A.A. Después vino Indignación.

P.R. Quise escribir sobre lo que era ir a una universidad en el tiempo en que yo fui, a principios de los cincuenta. Esos campus convencionales eran sofocantes y detrás de esa asfixia estaba la maldita guerra y la represión sexual. Todo era tan reprimido que ni siquiera sabíamos lo reprimidos que estábamos.

A.A. Le ha dedicado bastante atención a la explosión de aquello.

P.R. Si el bang de 1963, 1964, 1965… Yo estaba en la treintena y ver aquello fue vertiginoso, daba mareo. Fue increíble.

A.A. ¿Ha habido una regresión desde entonces?

P.R. No. Lo que pasó en los años sesenta fue tímido y templado si lo comparamos con cómo viven ahora los jóvenes. Aquello fue la primera salida de la cárcel sexual y fue emocionante.

A.A. El nuevo libro transcurre durante un verano muy caluroso en Newark, como Adiós Colombus, su primera historia publicada.

P.R. Aquello lo escribió un chico que no había oído hablar de la muerte. El escritor de Némesis sí ha oído de ella.

A.A. El doctor, uno de los personajes, advierte al protagonista de lo que debilita un sentido erróneo de responsabilidad.

> _Datos proporcionados_:
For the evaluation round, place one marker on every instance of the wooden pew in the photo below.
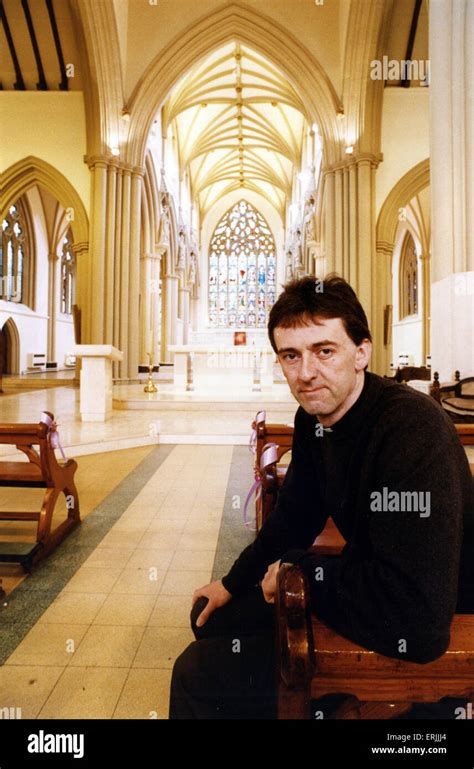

> _Preguntas_:
1) Según la entrevista, ¿qué había detrás de lo sofocantes que eran los campus universitarios de principios de los cincuenta? Responda en una a tres oraciones.
2) ¿Dónde y en qué época del año transcurre el nuevo libro mencionado en la entrevista?
3) Transcriba tal cual el pasaje de la entrevista que comienza en las palabras "P.R. Si el bang" y concluye tras "primera historia publicada.".

> _Respuestas por tarea_:
1) Detrás de la asfixia de aquellos campus convencionales estaban la guerra y la represión sexual. La represión era tal que ni siquiera se daban cuenta de lo reprimidos que estaban.

2) En Newark, durante un verano muy caluroso.

3)
P.R. Si el bang de 1963, 1964, 1965… Yo estaba en la treintena y ver aquello fue vertiginoso, daba mareo. Fue increíble.

A.A. ¿Ha habido una regresión desde entonces?

P.R. No. Lo que pasó en los años sesenta fue tímido y templado si lo comparamos con cómo viven ahora los jóvenes. Aquello fue la primera salida de la cárcel sexual y fue emocionante.

A.A. El nuevo libro transcurre durante un verano muy caluroso en Newark, como Adiós Colombus, su primera historia publicada.